** Point-per-instance localization data **
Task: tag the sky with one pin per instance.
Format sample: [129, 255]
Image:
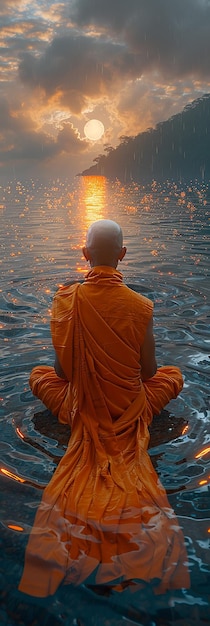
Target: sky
[127, 63]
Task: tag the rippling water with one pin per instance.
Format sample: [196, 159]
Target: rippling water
[166, 231]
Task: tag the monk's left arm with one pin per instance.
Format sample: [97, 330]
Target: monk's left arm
[58, 369]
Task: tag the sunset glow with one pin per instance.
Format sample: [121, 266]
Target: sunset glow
[94, 129]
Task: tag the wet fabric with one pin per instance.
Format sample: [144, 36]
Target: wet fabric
[104, 517]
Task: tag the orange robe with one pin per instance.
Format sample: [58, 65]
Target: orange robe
[104, 513]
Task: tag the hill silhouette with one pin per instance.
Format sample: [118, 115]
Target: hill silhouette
[177, 149]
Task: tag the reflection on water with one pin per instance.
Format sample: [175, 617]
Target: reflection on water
[166, 231]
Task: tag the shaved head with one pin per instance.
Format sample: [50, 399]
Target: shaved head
[104, 243]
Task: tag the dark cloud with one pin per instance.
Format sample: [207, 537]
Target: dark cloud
[170, 36]
[79, 67]
[20, 140]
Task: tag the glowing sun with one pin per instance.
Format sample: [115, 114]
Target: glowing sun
[94, 129]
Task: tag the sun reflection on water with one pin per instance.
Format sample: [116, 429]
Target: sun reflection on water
[92, 206]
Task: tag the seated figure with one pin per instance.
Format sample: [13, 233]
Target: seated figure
[104, 517]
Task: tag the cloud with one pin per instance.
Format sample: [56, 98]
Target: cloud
[170, 37]
[131, 64]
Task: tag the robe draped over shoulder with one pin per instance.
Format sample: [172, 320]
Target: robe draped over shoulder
[104, 513]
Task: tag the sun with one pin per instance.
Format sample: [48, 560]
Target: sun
[94, 129]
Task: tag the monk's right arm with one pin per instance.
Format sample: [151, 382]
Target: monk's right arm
[147, 357]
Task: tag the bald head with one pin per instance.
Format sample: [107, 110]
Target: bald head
[104, 244]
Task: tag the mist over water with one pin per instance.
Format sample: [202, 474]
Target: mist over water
[166, 231]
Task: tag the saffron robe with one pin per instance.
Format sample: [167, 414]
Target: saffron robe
[104, 513]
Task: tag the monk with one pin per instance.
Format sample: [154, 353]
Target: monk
[104, 518]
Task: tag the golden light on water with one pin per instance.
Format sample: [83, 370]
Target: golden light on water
[202, 453]
[11, 475]
[92, 206]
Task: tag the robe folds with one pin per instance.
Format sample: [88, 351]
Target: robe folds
[104, 516]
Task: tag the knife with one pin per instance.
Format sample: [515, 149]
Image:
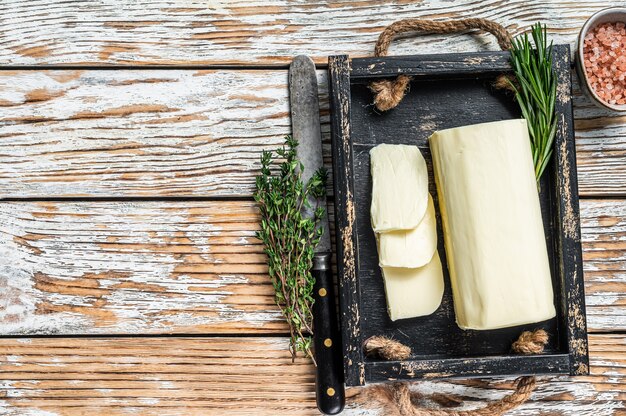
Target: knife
[305, 122]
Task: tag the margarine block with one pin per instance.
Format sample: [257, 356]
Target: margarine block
[413, 292]
[493, 231]
[399, 187]
[410, 248]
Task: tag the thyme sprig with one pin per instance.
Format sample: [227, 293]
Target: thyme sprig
[290, 237]
[535, 91]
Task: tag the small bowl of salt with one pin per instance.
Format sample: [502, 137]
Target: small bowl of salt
[601, 58]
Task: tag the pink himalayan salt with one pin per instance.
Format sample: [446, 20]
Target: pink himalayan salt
[604, 58]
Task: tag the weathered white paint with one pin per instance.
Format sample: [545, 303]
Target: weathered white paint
[191, 133]
[195, 267]
[137, 133]
[73, 268]
[251, 376]
[191, 32]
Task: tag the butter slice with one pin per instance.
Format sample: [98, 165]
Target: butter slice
[410, 248]
[399, 187]
[414, 292]
[493, 231]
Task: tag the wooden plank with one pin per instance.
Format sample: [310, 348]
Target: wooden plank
[261, 32]
[191, 133]
[128, 268]
[137, 133]
[245, 376]
[196, 267]
[603, 232]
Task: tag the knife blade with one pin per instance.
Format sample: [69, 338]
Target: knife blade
[305, 123]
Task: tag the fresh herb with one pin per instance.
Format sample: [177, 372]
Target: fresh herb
[535, 91]
[290, 238]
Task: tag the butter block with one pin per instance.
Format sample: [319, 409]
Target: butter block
[399, 187]
[493, 231]
[410, 248]
[413, 292]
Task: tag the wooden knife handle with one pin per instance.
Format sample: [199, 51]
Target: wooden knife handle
[329, 383]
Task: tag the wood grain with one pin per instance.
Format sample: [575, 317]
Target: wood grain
[260, 32]
[244, 376]
[156, 133]
[195, 267]
[129, 268]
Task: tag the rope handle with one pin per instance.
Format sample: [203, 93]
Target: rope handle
[398, 400]
[389, 93]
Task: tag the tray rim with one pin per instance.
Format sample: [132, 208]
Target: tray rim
[342, 71]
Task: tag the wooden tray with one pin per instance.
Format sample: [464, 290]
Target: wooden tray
[447, 91]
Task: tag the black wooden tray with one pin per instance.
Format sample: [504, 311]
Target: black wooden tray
[447, 91]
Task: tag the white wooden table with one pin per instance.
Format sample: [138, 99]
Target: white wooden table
[130, 136]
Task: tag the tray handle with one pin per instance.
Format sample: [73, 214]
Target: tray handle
[389, 93]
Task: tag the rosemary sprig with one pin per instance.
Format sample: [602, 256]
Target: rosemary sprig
[290, 238]
[535, 91]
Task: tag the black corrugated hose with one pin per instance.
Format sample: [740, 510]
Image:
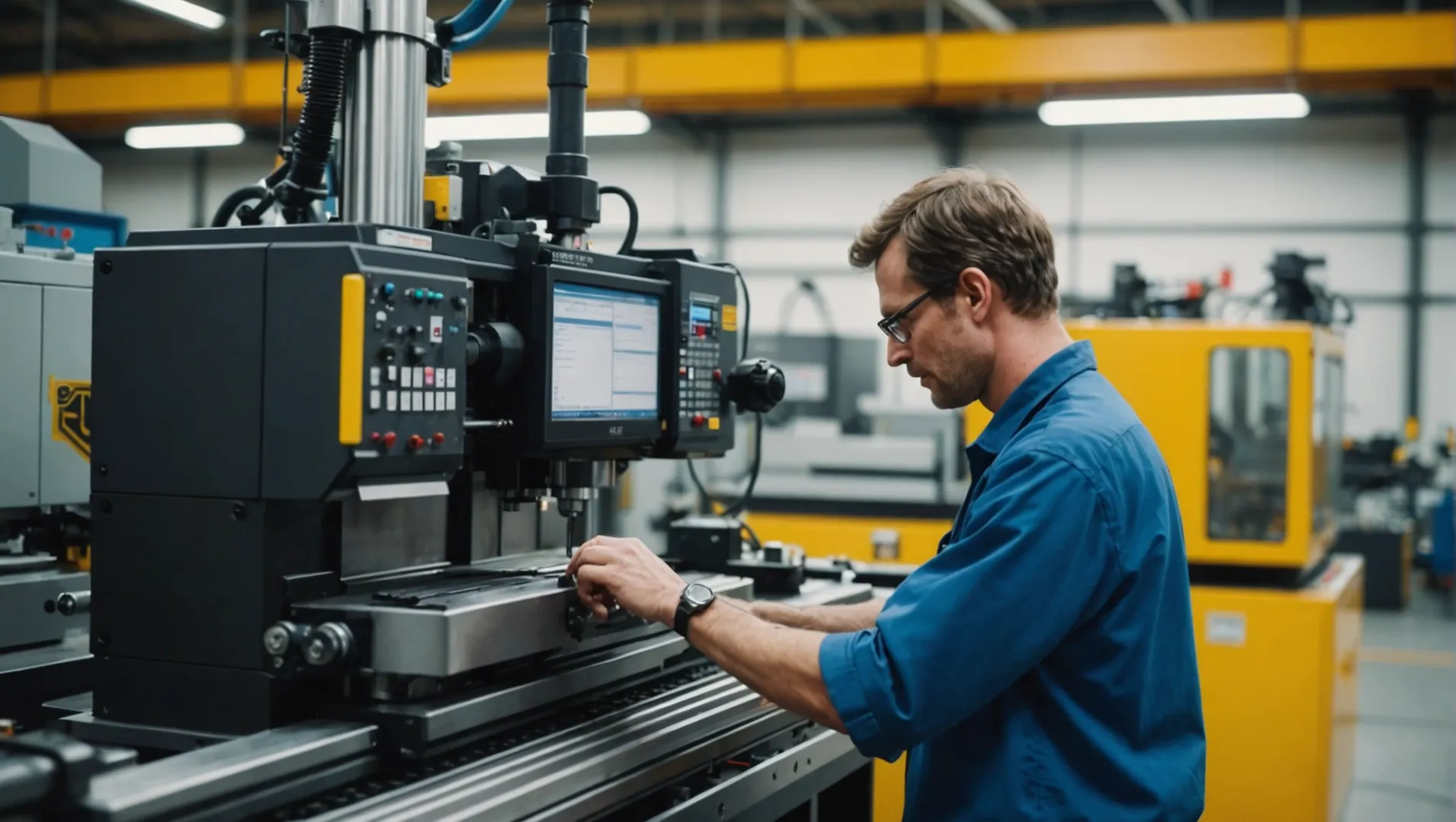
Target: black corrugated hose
[314, 139]
[229, 207]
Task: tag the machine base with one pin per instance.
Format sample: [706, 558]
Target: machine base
[1279, 673]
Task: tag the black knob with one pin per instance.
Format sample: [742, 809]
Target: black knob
[756, 384]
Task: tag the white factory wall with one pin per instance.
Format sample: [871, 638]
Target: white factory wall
[1181, 201]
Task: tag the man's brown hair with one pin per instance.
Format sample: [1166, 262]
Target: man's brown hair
[967, 218]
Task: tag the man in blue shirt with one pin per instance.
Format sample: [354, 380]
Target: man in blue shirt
[1042, 665]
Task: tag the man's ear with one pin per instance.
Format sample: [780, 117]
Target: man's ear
[975, 288]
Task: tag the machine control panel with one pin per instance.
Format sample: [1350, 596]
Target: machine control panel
[413, 364]
[702, 345]
[701, 371]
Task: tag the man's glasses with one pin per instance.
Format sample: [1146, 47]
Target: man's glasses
[894, 323]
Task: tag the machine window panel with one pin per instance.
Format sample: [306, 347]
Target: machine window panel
[1328, 444]
[1248, 444]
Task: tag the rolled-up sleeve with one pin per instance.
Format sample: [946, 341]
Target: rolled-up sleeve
[1033, 560]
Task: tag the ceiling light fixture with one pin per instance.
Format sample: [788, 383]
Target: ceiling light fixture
[1174, 110]
[188, 135]
[187, 12]
[529, 126]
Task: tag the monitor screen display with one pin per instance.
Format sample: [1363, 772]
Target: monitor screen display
[605, 354]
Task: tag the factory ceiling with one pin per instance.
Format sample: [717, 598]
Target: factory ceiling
[114, 33]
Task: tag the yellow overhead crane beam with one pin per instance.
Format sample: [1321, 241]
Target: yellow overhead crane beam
[854, 72]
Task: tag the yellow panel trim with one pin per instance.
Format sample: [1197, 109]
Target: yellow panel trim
[155, 89]
[437, 191]
[772, 75]
[1378, 43]
[351, 360]
[858, 65]
[22, 97]
[1108, 54]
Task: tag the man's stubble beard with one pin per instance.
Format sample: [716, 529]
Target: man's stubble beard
[966, 380]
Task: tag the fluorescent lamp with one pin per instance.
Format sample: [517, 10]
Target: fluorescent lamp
[529, 126]
[187, 12]
[1174, 110]
[190, 135]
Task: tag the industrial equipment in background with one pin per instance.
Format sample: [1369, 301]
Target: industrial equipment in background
[1135, 295]
[1391, 512]
[49, 220]
[303, 601]
[1250, 419]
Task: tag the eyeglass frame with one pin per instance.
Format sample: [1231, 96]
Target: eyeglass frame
[890, 323]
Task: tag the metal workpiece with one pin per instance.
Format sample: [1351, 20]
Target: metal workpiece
[415, 726]
[775, 786]
[73, 603]
[328, 643]
[166, 788]
[34, 675]
[455, 622]
[348, 15]
[28, 613]
[536, 776]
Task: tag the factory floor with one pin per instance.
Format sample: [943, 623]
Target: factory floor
[1406, 744]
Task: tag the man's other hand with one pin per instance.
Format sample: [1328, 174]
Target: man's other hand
[621, 571]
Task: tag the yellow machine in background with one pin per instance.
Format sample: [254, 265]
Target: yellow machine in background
[1250, 422]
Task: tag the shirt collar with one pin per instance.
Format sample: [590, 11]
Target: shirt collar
[1027, 397]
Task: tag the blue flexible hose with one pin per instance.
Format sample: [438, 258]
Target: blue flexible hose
[477, 22]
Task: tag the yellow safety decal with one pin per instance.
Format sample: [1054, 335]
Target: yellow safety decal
[351, 360]
[70, 424]
[437, 191]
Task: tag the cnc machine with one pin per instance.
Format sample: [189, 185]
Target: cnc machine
[305, 444]
[49, 220]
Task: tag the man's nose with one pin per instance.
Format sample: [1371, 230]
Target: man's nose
[896, 352]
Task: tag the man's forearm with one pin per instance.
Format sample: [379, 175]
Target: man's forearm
[777, 662]
[825, 619]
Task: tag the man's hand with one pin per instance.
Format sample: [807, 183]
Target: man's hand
[616, 571]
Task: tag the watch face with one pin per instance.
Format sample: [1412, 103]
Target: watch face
[698, 594]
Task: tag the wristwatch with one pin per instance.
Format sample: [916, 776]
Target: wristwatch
[692, 601]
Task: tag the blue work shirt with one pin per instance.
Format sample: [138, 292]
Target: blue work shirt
[1042, 665]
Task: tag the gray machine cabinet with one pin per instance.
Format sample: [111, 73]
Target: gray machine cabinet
[65, 358]
[46, 309]
[21, 394]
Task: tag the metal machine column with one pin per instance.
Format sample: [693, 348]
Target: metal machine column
[383, 155]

** What the task asks **
Write out exactly and only the lines that run from the start of the data above through the line containing "Task: tag the cloud", leaving the pictures out.

** Answer section **
Task: tag the sky with one pin per instance.
Format sample: [129, 255]
Image:
Target: sky
[127, 63]
Task: tag the rippling water with one pin per instance.
Format sample: [196, 159]
Target: rippling water
[166, 231]
Task: tag the monk's left arm with one pin per instance.
Format sample: [97, 330]
Target: monk's left arm
[58, 369]
Task: tag the sunset glow with one pin per instance.
Format sample: [121, 266]
Target: sunset glow
[94, 129]
Task: tag the wet fabric with one pin per instance.
Format sample: [144, 36]
Target: wet fabric
[104, 517]
Task: tag the orange robe with one pin per instance.
Format sample: [58, 65]
Target: orange robe
[104, 513]
Task: tag the hill silhouette with one pin per instance.
Format sample: [118, 115]
Target: hill silhouette
[177, 149]
Task: tag the reflection on water with one pin per instance.
Format sample: [175, 617]
Target: reflection on water
[166, 231]
Task: tag the shaved head with one pin per instance.
Format sample: [50, 399]
Target: shaved head
[104, 243]
Task: tag the dark cloud with one pin per instance.
Format sample: [207, 537]
Target: dark cloud
[170, 36]
[79, 67]
[20, 140]
Task: tag the glowing sun with one pin per instance.
Format sample: [115, 114]
Target: glowing sun
[94, 129]
Task: tag the sun reflection on water with one pin per instance.
Format sample: [116, 429]
Target: sun reflection on water
[92, 206]
Task: tag the seated figure with one pin per instance.
Format sample: [13, 233]
Target: seated figure
[104, 517]
Task: tag the cloud with one pin per instance.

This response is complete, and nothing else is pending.